Task details
Could you reproduce all of the entries below without a single change?

★ ★ ★ ★

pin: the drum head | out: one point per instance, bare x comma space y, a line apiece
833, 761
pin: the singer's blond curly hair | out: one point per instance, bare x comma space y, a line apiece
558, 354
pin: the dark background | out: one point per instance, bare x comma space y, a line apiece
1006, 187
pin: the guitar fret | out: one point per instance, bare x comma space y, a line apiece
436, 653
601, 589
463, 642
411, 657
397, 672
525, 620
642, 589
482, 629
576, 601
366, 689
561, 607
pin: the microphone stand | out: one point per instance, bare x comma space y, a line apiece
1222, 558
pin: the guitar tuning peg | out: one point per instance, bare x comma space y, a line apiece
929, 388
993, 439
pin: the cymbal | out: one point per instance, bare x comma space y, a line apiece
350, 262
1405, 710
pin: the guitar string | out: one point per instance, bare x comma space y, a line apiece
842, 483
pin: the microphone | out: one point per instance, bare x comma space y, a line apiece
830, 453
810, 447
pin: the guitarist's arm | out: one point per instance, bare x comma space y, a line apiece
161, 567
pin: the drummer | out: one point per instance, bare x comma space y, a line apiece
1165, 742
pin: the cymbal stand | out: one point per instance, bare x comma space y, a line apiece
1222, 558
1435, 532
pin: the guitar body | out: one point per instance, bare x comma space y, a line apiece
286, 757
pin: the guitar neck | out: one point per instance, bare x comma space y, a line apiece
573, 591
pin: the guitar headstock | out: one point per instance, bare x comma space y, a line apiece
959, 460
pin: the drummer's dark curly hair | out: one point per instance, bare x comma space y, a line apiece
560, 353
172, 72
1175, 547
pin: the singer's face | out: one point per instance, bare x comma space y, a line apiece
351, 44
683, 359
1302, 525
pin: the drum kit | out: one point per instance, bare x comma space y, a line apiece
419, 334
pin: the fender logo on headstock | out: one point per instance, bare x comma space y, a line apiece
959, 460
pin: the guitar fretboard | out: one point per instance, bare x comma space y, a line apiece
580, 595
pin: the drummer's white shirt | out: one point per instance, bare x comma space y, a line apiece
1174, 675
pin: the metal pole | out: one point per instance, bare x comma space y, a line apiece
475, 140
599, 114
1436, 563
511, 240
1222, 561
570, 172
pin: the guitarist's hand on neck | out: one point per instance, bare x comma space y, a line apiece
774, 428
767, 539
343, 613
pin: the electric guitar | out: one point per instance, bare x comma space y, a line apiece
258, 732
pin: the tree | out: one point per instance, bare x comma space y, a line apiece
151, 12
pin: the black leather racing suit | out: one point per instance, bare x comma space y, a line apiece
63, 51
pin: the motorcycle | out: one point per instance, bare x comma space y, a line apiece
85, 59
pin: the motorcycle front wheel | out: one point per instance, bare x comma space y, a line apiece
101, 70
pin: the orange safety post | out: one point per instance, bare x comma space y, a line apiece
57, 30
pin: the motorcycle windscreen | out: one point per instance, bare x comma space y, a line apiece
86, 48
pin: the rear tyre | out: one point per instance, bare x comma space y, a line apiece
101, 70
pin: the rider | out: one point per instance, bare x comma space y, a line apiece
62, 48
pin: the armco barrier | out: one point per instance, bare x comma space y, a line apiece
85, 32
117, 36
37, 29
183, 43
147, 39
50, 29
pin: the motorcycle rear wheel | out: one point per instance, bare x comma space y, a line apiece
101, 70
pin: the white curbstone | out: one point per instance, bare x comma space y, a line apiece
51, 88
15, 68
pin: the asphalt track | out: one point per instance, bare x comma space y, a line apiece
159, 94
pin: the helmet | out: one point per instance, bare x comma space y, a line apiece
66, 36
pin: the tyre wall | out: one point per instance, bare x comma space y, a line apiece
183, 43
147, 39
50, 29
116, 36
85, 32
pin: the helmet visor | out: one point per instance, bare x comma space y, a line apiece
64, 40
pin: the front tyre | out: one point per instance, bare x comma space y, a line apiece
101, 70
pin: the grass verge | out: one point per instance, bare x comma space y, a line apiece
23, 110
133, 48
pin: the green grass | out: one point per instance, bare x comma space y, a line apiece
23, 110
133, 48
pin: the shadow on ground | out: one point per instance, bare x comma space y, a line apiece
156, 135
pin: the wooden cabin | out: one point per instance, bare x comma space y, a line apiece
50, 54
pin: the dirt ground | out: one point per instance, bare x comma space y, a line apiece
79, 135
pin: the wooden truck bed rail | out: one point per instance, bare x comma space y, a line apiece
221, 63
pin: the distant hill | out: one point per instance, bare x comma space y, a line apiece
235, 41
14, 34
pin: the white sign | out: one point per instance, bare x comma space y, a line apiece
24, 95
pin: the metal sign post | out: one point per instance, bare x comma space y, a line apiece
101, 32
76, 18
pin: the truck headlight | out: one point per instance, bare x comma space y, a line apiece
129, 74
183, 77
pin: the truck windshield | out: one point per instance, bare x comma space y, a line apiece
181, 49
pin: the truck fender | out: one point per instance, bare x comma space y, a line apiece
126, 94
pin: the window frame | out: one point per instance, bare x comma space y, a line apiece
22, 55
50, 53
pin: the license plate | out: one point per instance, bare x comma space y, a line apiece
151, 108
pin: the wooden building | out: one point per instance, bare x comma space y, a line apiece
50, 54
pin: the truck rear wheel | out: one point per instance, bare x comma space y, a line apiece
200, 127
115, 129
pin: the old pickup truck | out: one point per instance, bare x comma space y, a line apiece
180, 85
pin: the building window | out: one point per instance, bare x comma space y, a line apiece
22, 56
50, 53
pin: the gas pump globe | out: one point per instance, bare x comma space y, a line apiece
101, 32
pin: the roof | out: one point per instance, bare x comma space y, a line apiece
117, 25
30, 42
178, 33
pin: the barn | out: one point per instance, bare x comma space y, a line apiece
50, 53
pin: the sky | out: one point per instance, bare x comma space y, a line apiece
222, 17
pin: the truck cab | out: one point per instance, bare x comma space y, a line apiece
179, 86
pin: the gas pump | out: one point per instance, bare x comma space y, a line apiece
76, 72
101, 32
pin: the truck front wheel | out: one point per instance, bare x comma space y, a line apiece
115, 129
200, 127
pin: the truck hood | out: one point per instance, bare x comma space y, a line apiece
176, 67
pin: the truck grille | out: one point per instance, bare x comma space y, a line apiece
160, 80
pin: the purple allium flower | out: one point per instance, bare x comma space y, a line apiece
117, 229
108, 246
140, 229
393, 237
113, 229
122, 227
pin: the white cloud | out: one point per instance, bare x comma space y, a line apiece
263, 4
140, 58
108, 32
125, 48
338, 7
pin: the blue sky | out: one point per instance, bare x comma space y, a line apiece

★ ★ ★ ★

Exercise result
pin: the drum head | out: one point per instance, bare x comma space y, a line apiece
833, 761
pin: the singer's blond curly hair | out: one point per instance, bare x comma space y, a line apiece
558, 354
pin: the dark background | out: one point per instance, bare x comma space y, a line apiece
1006, 187
pin: the guitar fret | out: one point per instance, bare x comma space y, a line apiece
436, 653
601, 589
463, 642
411, 657
397, 672
525, 620
642, 589
482, 629
576, 601
366, 689
561, 607
pin: the microphone stand | out: one point per instance, bare x comma space y, a line apiece
1222, 558
pin: the guitar tuning peg | out: one point per instance, bare x comma space y, a line apiece
929, 388
993, 439
pin: the cymbal | out: one point per instance, bare x comma space y, a line apiece
350, 262
1405, 710
pin: the guitar string | out: one point per instance, bare x comma space y, a line apiece
842, 483
pin: the microphone | out: one point per instance, bare x comma space y, a line apiece
830, 453
810, 447
pin: the guitarist's arm | out: one point per instance, bare x comma space y, a line apiece
161, 567
pin: the drummer | out: one point per instance, bare x comma space y, a line apiece
1165, 742
pin: the cymbal stand | out: one point per instance, bare x comma space y, a line apiece
1222, 558
1435, 532
pin: the guitar body | out: one point per instance, bare x comma space y, a line apiece
286, 757
pin: the guitar neck | out: one point per instance, bare x comma space y, a line apiece
573, 591
pin: the guitar headstock | out: one point per instance, bare x comma space y, a line apiece
959, 460
pin: the drummer's dark curly hair | out: one point per instance, bare x comma space y, a line apiece
560, 353
172, 72
1175, 547
pin: the singer's face | out: one point per instance, bare x comma space y, a line apiece
351, 44
683, 359
1302, 525
pin: the drum kit | out: one point per instance, bare x comma space y, a line apiece
419, 334
pin: the fender logo on headstock | out: one point per instance, bare x comma space y, a line apiece
959, 460
pin: the guitar fretboard | out: one point per instance, bare x comma space y, a line apiece
580, 595
pin: the drummer's white shirt | out: one point per instance, bare x comma space y, a line apiece
1174, 675
pin: the metal pole | out: one point per instance, bare x comma space y, a line apiece
475, 140
599, 114
1436, 563
511, 240
1222, 561
570, 172
pin: the guitarist's hand on neck | out: one point per instance, bare x comma space y, a line apiece
774, 428
767, 539
343, 613
pin: the electric guitar | out: one point per instance, bare x comma space y, a line apiece
258, 732
pin: the tree | out: one point per instance, bare x comma space y, a line apiece
151, 12
pin: the black leather racing suit | out: one point per instance, bare x comma space y, a line apiece
63, 51
pin: the motorcycle | out: one point per instance, bare x comma space y, a line apiece
85, 59
pin: the motorcycle front wheel | out: one point per instance, bare x comma space y, a line apiece
101, 70
pin: the orange safety post | out: one point per instance, bare x comma space y, a line apiece
57, 30
pin: the motorcycle windscreen | out: one point per instance, bare x comma space y, a line apiece
86, 48
pin: the rear tyre | out: one point per instance, bare x comma space y, a line apiece
101, 70
pin: the rider | out: one point per instance, bare x comma space y, a line apiece
62, 48
pin: the armco barrier | out: one point per instance, bare x comma space y, a line apiece
85, 32
117, 36
37, 29
183, 43
147, 39
50, 29
pin: the motorcycle rear wheel | out: one point per instance, bare x comma space y, a line apiece
101, 70
pin: the white curbstone | out: one point per instance, bare x comma space y, a line apiece
51, 88
15, 68
pin: the asphalt track | out: one point per instance, bare x comma space y, a line apiece
159, 94
pin: the helmet | out: one point per instance, bare x comma space y, a line apiece
66, 36
pin: the tyre wall | out: one point per instance, bare x comma space y, a line apiece
183, 43
147, 39
50, 29
116, 36
85, 32
pin: the helmet visor | out: one point per instance, bare x comma space y, a line apiece
64, 40
pin: the front tyre | out: one point per instance, bare x comma space y, a line apiece
101, 70
pin: the grass verge | out: one point per instance, bare x comma space y, a line apiece
23, 110
133, 48
pin: the green grass | out: one point per instance, bare x comma space y, a line apiece
23, 110
133, 48
pin: the shadow on ground | out: one point per instance, bare x comma space y, a line apiece
156, 135
pin: the wooden cabin | out: one point per instance, bare x comma space y, a line apiece
50, 54
pin: the dirt ground | out: one point per instance, bare x comma space y, a line apiece
79, 135
pin: the wooden truck bed rail | out: one point per instance, bare x comma space y, a line apiece
221, 63
pin: the distant hill | out: one point per instance, bare x comma space y, a line apiece
235, 41
14, 34
pin: the white sign | out: one point per instance, bare x comma space y, a line apiece
24, 95
pin: the metal sign post | out: one point per instance, bare x comma space y, a line apiece
101, 32
76, 18
pin: the truck headlight | out: one point per instance, bare x comma space y, a line apiece
129, 74
183, 77
pin: the truck windshield | out: one point per instance, bare x comma space y, a line apiece
181, 49
pin: the truck fender | out: one point per instance, bare x comma space y, a line apiece
126, 94
pin: the window frame | out: one point per instance, bare x comma space y, a line apiece
22, 55
50, 53
pin: the license plate | out: one point per instance, bare x comma space y, a line apiece
151, 108
pin: the wooden building | out: one point per instance, bare x comma space y, a line apiece
50, 54
pin: the truck rear wheel | out: one point per instance, bare x comma space y, a line apiece
200, 127
115, 129
pin: the old pickup truck | out: one point per instance, bare x comma space y, a line apiece
180, 85
pin: the building window | out: one point per instance, bare x comma space y, a line apiece
22, 56
50, 53
pin: the gas pump globe | out: one point per instance, bare x comma space y, a line apiece
101, 32
pin: the roof | out: one point per instance, bare x comma space y, a line apiece
117, 25
30, 42
178, 33
pin: the barn | out: one point per instance, bare x comma space y, a line apiece
50, 53
pin: the sky | out: one point per instance, bare x comma space y, a line apiece
222, 17
pin: the truck cab | out: one point per instance, bare x comma space y, a line apiece
179, 86
pin: the gas pump | out: one point per instance, bare x comma space y, a line apiece
76, 72
101, 32
pin: the truck front wheel | out: one point per instance, bare x comma space y, a line apiece
115, 129
200, 127
pin: the truck hood | out: one point per instance, bare x comma space y, a line apiece
176, 67
pin: the truck grille | out: one point per instance, bare x comma space y, a line apiece
160, 80
pin: the purple allium flower | out: one point per instance, bare x comma space y, a line apiece
117, 229
108, 246
140, 229
393, 237
113, 229
122, 227
pin: the white cloud | out: one point per instance, bare x comma space y, a line apiece
263, 4
140, 58
108, 32
125, 48
338, 7
pin: the blue sky | out: one point per instance, bare x comma space y, a line apiece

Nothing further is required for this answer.